** What is being asked **
Change every occurrence of "yellow lichen" to "orange lichen" in the records below, leaving everything else as it is.

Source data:
'''

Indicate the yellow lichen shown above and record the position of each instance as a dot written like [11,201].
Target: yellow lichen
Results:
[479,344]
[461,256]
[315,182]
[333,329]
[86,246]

'''

** Expected answer **
Indicate the orange lichen shown above and record the position of each instance as a dot written like [11,201].
Target: orange lichen
Results:
[479,344]
[461,256]
[315,182]
[333,329]
[86,246]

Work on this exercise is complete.